PROVIDED MATERIAL –
--*--

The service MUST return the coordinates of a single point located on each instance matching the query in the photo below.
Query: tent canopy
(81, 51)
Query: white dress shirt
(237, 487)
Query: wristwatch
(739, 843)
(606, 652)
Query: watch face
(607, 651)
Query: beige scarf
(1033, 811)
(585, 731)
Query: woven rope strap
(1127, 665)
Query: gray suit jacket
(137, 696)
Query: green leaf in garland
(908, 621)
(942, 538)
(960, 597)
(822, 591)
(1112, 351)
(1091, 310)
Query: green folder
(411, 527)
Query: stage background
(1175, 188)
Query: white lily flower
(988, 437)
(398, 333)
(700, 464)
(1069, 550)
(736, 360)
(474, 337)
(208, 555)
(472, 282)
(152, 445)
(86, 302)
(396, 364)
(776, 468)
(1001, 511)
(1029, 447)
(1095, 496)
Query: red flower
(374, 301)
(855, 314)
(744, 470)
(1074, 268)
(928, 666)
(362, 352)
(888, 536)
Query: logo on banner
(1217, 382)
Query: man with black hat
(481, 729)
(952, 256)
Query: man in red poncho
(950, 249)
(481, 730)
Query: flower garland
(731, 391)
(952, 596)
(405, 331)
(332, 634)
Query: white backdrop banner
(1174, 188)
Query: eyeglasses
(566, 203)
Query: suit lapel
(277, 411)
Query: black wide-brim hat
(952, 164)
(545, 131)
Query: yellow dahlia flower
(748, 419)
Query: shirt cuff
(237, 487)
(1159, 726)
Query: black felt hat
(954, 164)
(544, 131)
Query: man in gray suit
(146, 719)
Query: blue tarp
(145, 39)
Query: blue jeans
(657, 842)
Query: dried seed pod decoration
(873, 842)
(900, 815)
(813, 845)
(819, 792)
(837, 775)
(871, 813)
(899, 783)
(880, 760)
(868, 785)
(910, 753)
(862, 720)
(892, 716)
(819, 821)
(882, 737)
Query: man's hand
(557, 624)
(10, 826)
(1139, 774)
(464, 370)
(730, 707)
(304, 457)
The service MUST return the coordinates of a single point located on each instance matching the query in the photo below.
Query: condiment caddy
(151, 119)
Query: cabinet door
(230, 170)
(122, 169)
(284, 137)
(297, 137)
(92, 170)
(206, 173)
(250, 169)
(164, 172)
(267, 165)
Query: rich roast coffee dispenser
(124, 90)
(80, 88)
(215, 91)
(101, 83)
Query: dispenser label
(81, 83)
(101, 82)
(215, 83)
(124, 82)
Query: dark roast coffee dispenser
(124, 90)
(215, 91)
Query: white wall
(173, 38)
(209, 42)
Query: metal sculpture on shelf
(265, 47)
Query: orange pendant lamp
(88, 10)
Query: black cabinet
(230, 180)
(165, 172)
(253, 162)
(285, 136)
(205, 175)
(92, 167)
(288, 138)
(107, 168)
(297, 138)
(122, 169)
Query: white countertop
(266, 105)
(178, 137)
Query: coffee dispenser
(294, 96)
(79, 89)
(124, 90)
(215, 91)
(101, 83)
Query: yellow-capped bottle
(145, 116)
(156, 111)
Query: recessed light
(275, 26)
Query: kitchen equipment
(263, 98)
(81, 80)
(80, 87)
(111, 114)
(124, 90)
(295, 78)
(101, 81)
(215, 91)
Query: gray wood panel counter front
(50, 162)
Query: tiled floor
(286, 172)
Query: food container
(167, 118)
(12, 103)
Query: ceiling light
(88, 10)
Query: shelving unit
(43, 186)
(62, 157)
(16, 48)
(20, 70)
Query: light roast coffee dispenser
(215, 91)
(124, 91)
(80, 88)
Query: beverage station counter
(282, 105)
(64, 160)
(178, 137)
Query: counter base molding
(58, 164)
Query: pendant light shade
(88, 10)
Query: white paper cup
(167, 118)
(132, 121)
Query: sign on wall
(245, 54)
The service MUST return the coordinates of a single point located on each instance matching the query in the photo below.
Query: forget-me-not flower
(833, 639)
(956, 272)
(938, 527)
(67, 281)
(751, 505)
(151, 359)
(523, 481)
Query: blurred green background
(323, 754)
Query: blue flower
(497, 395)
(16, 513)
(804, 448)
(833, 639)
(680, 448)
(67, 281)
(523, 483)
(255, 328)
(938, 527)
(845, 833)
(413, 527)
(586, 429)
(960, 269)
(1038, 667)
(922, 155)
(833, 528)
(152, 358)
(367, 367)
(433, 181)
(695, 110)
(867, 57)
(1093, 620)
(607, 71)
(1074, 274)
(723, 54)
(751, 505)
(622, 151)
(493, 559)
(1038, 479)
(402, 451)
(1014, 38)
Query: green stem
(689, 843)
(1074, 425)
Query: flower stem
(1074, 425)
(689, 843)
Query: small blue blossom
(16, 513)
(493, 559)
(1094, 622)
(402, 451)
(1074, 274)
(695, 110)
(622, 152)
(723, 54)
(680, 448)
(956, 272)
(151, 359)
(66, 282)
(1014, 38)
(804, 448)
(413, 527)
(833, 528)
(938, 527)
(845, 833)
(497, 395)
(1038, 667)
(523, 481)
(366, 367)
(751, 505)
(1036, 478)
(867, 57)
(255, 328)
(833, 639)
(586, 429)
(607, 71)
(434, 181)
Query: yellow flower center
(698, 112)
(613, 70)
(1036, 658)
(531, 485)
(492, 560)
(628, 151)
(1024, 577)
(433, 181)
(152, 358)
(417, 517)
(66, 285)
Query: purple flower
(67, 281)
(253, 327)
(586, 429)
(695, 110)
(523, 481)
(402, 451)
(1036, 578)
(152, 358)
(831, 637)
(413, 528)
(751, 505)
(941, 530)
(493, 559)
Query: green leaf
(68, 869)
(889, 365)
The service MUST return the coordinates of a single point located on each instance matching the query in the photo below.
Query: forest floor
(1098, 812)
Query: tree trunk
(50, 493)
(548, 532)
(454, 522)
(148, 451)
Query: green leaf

--*--

ASSIGNED TASK – Extract each record, keeping it identical to the original.

WRITTEN RESPONSE –
The service MUST return the coordinates of a single point located on each instance matching the query in the photo below.
Query: tent canopy
(81, 51)
Query: white dress shirt
(237, 487)
Query: wristwatch
(739, 843)
(606, 652)
Query: watch face
(607, 651)
Query: beige scarf
(1033, 811)
(585, 731)
Query: woven rope strap
(1127, 665)
Query: gray suit jacket
(137, 696)
Query: green leaf in garland
(908, 621)
(942, 538)
(960, 597)
(822, 591)
(1112, 351)
(1091, 310)
Query: green folder
(411, 527)
Query: stage background
(1175, 188)
Query: white lily flower
(988, 437)
(398, 333)
(700, 464)
(1069, 550)
(736, 360)
(474, 337)
(208, 555)
(472, 282)
(152, 445)
(86, 302)
(396, 364)
(776, 468)
(1001, 511)
(1029, 447)
(1095, 496)
Query: red flower
(374, 301)
(855, 314)
(744, 470)
(1074, 268)
(928, 666)
(362, 352)
(888, 536)
Query: logo on banner
(1217, 382)
Query: man with black hat
(481, 729)
(952, 256)
Query: man in red poncho
(950, 249)
(481, 730)
Query: flower garland
(731, 391)
(952, 596)
(405, 331)
(332, 634)
Query: white backdrop banner
(1174, 188)
Query: eyeglasses
(566, 203)
Query: suit lapel
(277, 411)
Query: black wide-brim hat
(952, 164)
(545, 131)
Query: yellow dahlia flower
(748, 419)
Query: shirt cuff
(237, 487)
(1159, 726)
Query: black felt hat
(954, 164)
(544, 131)
Query: man in gray suit
(146, 719)
Query: blue tarp
(145, 39)
Query: blue jeans
(657, 842)
Query: dried seed pod decoration
(873, 842)
(900, 815)
(813, 845)
(819, 792)
(837, 775)
(871, 813)
(899, 783)
(880, 760)
(868, 785)
(910, 753)
(862, 720)
(892, 716)
(819, 821)
(882, 737)
Query: man's hand
(557, 624)
(10, 826)
(1139, 774)
(464, 370)
(730, 707)
(304, 457)
The service MUST return the coordinates of a single point located on each instance matching the query in the photo below.
Query: condiment caddy
(151, 119)
Query: cabinet door
(230, 170)
(122, 169)
(284, 137)
(297, 137)
(92, 170)
(206, 173)
(250, 169)
(164, 172)
(267, 165)
Query: rich roast coffee dispenser
(124, 90)
(80, 88)
(215, 91)
(101, 83)
Query: dispenser label
(81, 83)
(101, 82)
(215, 83)
(124, 82)
Query: dark roast coffee dispenser
(124, 90)
(215, 91)
Query: white wall
(173, 38)
(209, 42)
Query: metal sculpture on shelf
(265, 47)
Query: orange pendant lamp
(88, 10)
Query: black cabinet
(230, 180)
(165, 172)
(253, 162)
(285, 136)
(205, 175)
(92, 167)
(288, 138)
(107, 168)
(297, 138)
(122, 169)
Query: white countertop
(266, 105)
(178, 137)
Query: coffee dispenser
(294, 96)
(79, 89)
(124, 90)
(215, 91)
(101, 83)
Query: yellow-capped bottle
(145, 116)
(156, 111)
Query: recessed light
(275, 26)
Query: kitchen equipment
(263, 98)
(81, 80)
(80, 87)
(111, 114)
(124, 90)
(295, 78)
(101, 81)
(215, 91)
Query: gray wood panel counter front
(50, 162)
Query: tiled floor
(286, 172)
Query: food container
(167, 118)
(12, 103)
Query: ceiling light
(88, 10)
Query: shelving unit
(43, 186)
(62, 157)
(16, 48)
(20, 70)
Query: light roast coffee dispenser
(215, 91)
(124, 91)
(80, 88)
Query: beverage station counter
(282, 105)
(64, 160)
(178, 137)
Query: counter base molding
(58, 164)
Query: pendant light shade
(88, 10)
Query: white paper cup
(167, 118)
(132, 121)
Query: sign on wall
(245, 54)
The service MUST return the coordinates of a single point located on each instance matching the query in the photo below.
Query: forget-me-not flower
(833, 639)
(956, 272)
(938, 527)
(67, 281)
(751, 505)
(151, 359)
(523, 481)
Query: blurred green background
(323, 754)
Query: blue flower
(497, 395)
(16, 513)
(804, 448)
(833, 639)
(680, 448)
(67, 281)
(523, 483)
(255, 328)
(938, 527)
(845, 833)
(413, 527)
(586, 429)
(960, 269)
(1038, 667)
(922, 155)
(833, 528)
(152, 358)
(367, 367)
(433, 181)
(695, 110)
(867, 57)
(1093, 620)
(607, 71)
(1074, 274)
(723, 54)
(751, 505)
(622, 151)
(493, 559)
(1038, 479)
(402, 451)
(1014, 38)
Query: green stem
(689, 843)
(1074, 425)
Query: flower stem
(1074, 425)
(689, 843)
Query: small blue blossom
(16, 513)
(493, 559)
(1094, 622)
(402, 451)
(1074, 274)
(695, 110)
(622, 152)
(723, 54)
(680, 448)
(956, 272)
(151, 359)
(66, 282)
(1014, 38)
(804, 448)
(413, 527)
(833, 528)
(938, 527)
(845, 833)
(497, 395)
(1038, 667)
(523, 481)
(366, 367)
(751, 505)
(1036, 478)
(867, 57)
(255, 328)
(833, 639)
(586, 429)
(607, 71)
(434, 181)
Query: yellow flower center
(698, 112)
(613, 70)
(1036, 658)
(531, 485)
(492, 560)
(628, 151)
(1024, 577)
(433, 181)
(152, 358)
(417, 517)
(66, 285)
Query: purple flower
(67, 281)
(253, 327)
(586, 429)
(695, 110)
(523, 481)
(402, 451)
(1036, 578)
(152, 358)
(831, 637)
(413, 528)
(751, 505)
(941, 530)
(493, 559)
Query: green leaf
(68, 869)
(889, 365)
The service MUST return the coordinates of a single point located on each instance matching the query in the photo below.
Query: forest floor
(1098, 812)
Query: tree trunk
(50, 493)
(548, 532)
(454, 522)
(148, 451)
Query: green leaf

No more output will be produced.